▸ **Records from a dataset**:
— start —
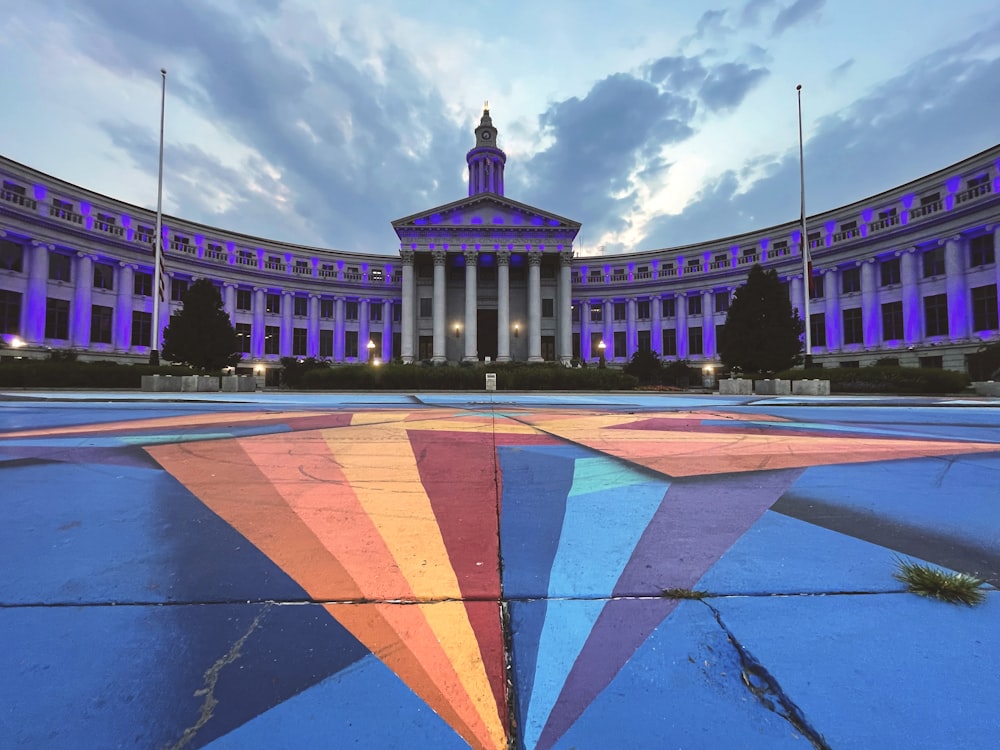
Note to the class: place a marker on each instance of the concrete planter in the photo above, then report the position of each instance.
(987, 388)
(735, 387)
(811, 387)
(772, 387)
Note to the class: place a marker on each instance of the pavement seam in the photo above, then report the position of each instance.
(767, 690)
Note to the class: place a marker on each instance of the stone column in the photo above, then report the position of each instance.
(631, 331)
(312, 329)
(834, 325)
(471, 307)
(409, 313)
(503, 306)
(656, 335)
(33, 310)
(564, 316)
(257, 332)
(79, 321)
(122, 333)
(870, 318)
(534, 306)
(959, 308)
(387, 330)
(913, 330)
(338, 330)
(287, 305)
(439, 350)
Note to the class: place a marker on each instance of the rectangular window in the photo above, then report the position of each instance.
(853, 330)
(889, 270)
(982, 251)
(892, 321)
(818, 290)
(178, 288)
(56, 319)
(645, 341)
(669, 342)
(850, 280)
(11, 255)
(142, 327)
(100, 324)
(272, 339)
(142, 284)
(351, 344)
(243, 336)
(722, 301)
(326, 343)
(695, 341)
(10, 312)
(298, 342)
(933, 261)
(620, 350)
(104, 276)
(817, 329)
(984, 308)
(936, 315)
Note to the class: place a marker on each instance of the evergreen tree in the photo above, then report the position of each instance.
(201, 334)
(763, 332)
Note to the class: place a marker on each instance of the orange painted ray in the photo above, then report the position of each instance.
(381, 468)
(227, 479)
(181, 422)
(691, 453)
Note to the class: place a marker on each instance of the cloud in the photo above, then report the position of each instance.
(795, 13)
(877, 143)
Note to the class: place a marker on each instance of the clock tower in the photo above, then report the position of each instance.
(486, 161)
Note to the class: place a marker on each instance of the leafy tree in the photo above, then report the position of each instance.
(645, 365)
(762, 333)
(201, 334)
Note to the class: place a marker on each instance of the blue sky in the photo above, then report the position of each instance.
(653, 123)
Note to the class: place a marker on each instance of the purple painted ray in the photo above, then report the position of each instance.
(699, 519)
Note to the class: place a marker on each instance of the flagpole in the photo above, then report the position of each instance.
(154, 350)
(804, 243)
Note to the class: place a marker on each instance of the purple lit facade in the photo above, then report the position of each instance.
(910, 274)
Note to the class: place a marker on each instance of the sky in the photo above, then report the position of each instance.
(655, 123)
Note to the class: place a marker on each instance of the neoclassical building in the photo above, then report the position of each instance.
(907, 275)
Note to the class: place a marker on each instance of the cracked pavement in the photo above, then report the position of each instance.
(456, 570)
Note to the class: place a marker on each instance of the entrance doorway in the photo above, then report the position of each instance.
(486, 329)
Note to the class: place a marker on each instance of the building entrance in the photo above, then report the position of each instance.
(486, 328)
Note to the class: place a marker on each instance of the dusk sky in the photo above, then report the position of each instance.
(653, 123)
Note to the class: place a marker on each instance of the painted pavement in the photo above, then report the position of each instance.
(455, 571)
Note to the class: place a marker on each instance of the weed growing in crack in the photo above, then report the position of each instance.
(956, 588)
(684, 594)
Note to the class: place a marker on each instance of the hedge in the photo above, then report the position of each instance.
(883, 379)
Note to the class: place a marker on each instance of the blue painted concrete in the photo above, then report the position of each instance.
(880, 671)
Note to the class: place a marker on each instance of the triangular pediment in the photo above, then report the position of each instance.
(482, 211)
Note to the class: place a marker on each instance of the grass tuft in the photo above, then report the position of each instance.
(684, 594)
(948, 586)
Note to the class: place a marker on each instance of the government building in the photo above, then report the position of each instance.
(908, 276)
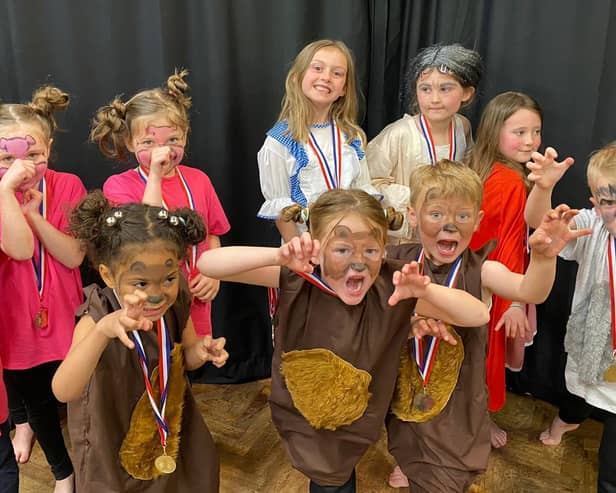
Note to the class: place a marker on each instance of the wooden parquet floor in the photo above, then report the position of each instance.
(253, 461)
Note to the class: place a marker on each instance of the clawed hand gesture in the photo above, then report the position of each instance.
(129, 317)
(545, 171)
(555, 232)
(408, 282)
(298, 253)
(213, 350)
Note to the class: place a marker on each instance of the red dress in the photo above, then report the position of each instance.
(504, 199)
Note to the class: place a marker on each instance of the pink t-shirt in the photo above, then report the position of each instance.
(130, 187)
(4, 404)
(22, 344)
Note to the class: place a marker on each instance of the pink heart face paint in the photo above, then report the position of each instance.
(155, 136)
(25, 148)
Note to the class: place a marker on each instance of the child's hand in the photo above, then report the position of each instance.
(31, 202)
(213, 350)
(554, 232)
(422, 326)
(515, 322)
(545, 170)
(129, 317)
(204, 288)
(297, 253)
(160, 160)
(19, 172)
(408, 283)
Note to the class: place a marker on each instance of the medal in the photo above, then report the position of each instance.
(425, 357)
(40, 321)
(332, 177)
(429, 140)
(39, 265)
(610, 373)
(422, 401)
(164, 464)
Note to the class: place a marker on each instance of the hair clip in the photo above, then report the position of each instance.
(175, 220)
(113, 218)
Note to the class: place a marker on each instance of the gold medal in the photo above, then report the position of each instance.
(423, 402)
(610, 374)
(164, 464)
(40, 320)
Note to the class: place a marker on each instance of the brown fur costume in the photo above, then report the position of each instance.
(141, 446)
(442, 381)
(329, 391)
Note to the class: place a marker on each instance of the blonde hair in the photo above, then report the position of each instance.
(296, 107)
(446, 179)
(602, 163)
(338, 202)
(485, 152)
(40, 111)
(112, 124)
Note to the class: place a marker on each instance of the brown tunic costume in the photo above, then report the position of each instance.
(368, 336)
(99, 420)
(445, 453)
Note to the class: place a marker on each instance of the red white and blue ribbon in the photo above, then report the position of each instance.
(429, 140)
(332, 176)
(40, 265)
(164, 364)
(425, 354)
(143, 174)
(611, 254)
(315, 280)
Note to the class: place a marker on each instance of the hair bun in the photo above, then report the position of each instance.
(178, 88)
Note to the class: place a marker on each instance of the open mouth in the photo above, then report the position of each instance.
(354, 284)
(446, 247)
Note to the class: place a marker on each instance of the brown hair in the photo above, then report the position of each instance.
(485, 152)
(112, 124)
(602, 163)
(334, 203)
(40, 111)
(296, 107)
(446, 179)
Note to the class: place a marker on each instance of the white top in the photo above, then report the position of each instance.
(590, 252)
(395, 152)
(285, 182)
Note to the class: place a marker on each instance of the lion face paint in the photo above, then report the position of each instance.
(351, 258)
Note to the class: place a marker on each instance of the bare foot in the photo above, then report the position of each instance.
(498, 436)
(22, 442)
(66, 485)
(554, 434)
(397, 479)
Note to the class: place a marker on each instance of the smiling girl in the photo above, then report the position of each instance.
(316, 145)
(508, 133)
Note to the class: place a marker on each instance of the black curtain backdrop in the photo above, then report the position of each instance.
(562, 52)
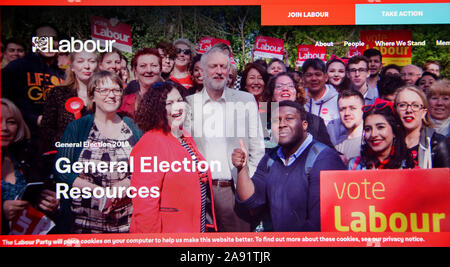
— end —
How many lines in the data above contain the word "entrance"? Reply with the number alone.

▸ **Response to the task**:
2